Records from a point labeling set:

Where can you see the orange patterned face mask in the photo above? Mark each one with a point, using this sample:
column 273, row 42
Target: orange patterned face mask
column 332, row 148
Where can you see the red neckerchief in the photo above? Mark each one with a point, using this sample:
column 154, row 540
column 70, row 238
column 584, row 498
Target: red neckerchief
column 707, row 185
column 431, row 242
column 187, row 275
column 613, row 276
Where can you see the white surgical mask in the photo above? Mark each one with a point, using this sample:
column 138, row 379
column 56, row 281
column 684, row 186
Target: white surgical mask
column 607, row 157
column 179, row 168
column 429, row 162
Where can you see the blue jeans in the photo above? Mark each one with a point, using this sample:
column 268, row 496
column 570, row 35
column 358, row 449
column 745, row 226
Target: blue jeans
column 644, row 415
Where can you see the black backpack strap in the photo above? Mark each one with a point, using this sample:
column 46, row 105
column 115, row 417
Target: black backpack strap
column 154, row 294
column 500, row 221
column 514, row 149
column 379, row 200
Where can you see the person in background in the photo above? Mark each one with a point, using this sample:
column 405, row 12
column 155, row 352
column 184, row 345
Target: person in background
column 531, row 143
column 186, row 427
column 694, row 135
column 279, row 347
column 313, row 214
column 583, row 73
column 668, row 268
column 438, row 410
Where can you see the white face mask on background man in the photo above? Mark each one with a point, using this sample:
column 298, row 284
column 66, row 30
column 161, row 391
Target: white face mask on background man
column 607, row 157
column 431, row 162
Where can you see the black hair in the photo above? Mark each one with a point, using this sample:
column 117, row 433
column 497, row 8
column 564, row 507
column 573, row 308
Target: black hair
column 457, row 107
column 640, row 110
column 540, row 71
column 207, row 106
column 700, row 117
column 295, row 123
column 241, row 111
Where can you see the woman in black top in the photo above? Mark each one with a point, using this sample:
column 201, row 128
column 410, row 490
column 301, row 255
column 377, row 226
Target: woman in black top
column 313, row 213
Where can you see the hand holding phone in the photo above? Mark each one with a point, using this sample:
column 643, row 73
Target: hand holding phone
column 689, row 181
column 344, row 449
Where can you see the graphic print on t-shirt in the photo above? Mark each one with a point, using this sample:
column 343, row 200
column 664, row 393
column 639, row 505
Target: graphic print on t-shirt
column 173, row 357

▸ **Set exercise**:
Put the lines of all the material above into a JSON list of strings, one string per line, leaving out any blank lines.

▸ **Correct output**:
[
  "Where can you see the orange patterned face mask in the photo above? Mark each one with a point, using this sample:",
  "column 273, row 42",
  "Target: orange patterned face mask",
  "column 332, row 148",
  "Where can you see the red neckerchief in the photo above? Mark each one with a point, using this sample:",
  "column 154, row 540",
  "column 70, row 238",
  "column 584, row 498",
  "Target: red neckerchief",
  "column 707, row 185",
  "column 431, row 242",
  "column 187, row 275",
  "column 613, row 276",
  "Where can you see the white surgical mask in the photo above? Mark each one with a point, using this sample:",
  "column 138, row 379",
  "column 56, row 281",
  "column 684, row 186",
  "Target: white surgical mask",
  "column 607, row 157",
  "column 179, row 168",
  "column 429, row 162",
  "Where can you see the blue jeans in the photo above? Mark each one with a point, using this sample:",
  "column 268, row 496",
  "column 570, row 35",
  "column 358, row 449",
  "column 745, row 226",
  "Target: blue jeans",
  "column 644, row 415",
  "Where can you see the black backpack strap in the photo above? Mark each one with a point, using this sample:",
  "column 46, row 105",
  "column 115, row 417",
  "Target: black backpack strap",
  "column 154, row 294",
  "column 500, row 221",
  "column 514, row 149",
  "column 379, row 200",
  "Where can you see the person in background in the photo above? Mark each one with a point, using this sample:",
  "column 405, row 12",
  "column 155, row 352",
  "column 184, row 345",
  "Target: person in background",
  "column 531, row 143",
  "column 186, row 427",
  "column 694, row 135",
  "column 279, row 347",
  "column 313, row 214",
  "column 583, row 73",
  "column 668, row 268",
  "column 438, row 410",
  "Where can you see the white face mask on background man in the photo above? Mark each one with a point, using this sample:",
  "column 298, row 284",
  "column 66, row 30",
  "column 161, row 391",
  "Target: white face mask on background man",
  "column 607, row 157",
  "column 431, row 162",
  "Where can you see the black hair in the photo above? Mark each one with a point, using this sample:",
  "column 117, row 433",
  "column 497, row 8",
  "column 564, row 507",
  "column 573, row 308",
  "Target: black hair",
  "column 457, row 107",
  "column 640, row 110",
  "column 540, row 71",
  "column 207, row 106",
  "column 700, row 117",
  "column 295, row 123",
  "column 241, row 111",
  "Where can you see the woman in black top in the photo above? Mark each one with a point, using this sample:",
  "column 201, row 128",
  "column 410, row 490",
  "column 301, row 255",
  "column 377, row 226",
  "Target: woman in black top",
  "column 313, row 213",
  "Where can you see the hand holding phone in the photo above? Mark each one with a point, using this sample:",
  "column 643, row 73",
  "Target: hand holding phone",
  "column 689, row 181",
  "column 344, row 449",
  "Where can you see the graphic print on t-shirt in the photo above? Mark each one with a point, using this sample:",
  "column 343, row 200",
  "column 664, row 393",
  "column 639, row 505",
  "Target: graphic print on t-shirt",
  "column 173, row 357"
]